*PODANY TEKST*
┌────────
Do góry

Do UK po wolność

„Tu czuję się wolny, mogę zrobić to czego nie mógłbym w Polsce” – zwierza się młody chłopak który w UK jest od roku. Wielu Polaków przyznaje się do tego samego. Twierdzą, że życie na Wyspach to raj dla każdego, kto ceni sobie poczucie wolności.

Takich opinii jest coraz więcej i dlatego być może właśnie dlatego oprócz uwzględniania korzyści finansowych Polacy wybierają Wielką Brytanię na kierunek swojej podróży. O jakiej wolności mówimy i czy nie można znaleźć jej w naszym kraju ojczystym?
└────────
*DOSTARCZONE INFORMACJE*
┌────────
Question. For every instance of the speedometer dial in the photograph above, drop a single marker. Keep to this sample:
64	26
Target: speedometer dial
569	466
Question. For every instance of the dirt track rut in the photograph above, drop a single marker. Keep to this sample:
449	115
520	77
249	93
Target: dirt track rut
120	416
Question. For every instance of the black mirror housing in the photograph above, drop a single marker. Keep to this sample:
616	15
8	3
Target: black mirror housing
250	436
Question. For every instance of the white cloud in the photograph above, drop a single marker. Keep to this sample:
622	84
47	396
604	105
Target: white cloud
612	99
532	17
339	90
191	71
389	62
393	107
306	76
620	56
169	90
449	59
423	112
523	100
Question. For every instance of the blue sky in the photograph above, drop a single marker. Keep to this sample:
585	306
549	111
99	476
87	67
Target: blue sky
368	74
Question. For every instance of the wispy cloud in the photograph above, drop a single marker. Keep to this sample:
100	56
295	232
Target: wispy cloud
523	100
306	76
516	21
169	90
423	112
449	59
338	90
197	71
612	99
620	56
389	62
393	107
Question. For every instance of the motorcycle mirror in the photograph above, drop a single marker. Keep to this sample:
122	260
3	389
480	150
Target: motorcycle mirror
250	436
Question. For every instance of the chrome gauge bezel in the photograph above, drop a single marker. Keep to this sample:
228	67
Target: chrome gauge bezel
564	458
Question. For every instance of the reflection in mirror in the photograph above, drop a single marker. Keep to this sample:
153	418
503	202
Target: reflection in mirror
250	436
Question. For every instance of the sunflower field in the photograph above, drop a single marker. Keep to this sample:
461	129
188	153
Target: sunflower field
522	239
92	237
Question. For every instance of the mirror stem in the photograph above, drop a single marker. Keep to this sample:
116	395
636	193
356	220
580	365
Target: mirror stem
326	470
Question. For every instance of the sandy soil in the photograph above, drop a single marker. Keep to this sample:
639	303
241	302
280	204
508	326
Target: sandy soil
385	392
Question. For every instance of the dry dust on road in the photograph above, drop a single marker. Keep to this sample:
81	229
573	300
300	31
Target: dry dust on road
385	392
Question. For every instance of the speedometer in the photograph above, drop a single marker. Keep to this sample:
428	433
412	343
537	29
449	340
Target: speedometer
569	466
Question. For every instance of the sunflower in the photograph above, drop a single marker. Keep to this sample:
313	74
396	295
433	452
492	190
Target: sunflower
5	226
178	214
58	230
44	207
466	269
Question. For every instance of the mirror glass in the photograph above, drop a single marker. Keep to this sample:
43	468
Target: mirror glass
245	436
└────────
*ZADANIE DO ROZWIĄZANIA*
Przełóż na angielski to zdanie z podanego tekstu: „Twierdzą, że życie na Wyspach to raj dla każdego, kto ceni sobie poczucie wolności.”

*WYNIK ZADANIA*
They claim that life on the Isles is a paradise for anyone who values a sense of freedom.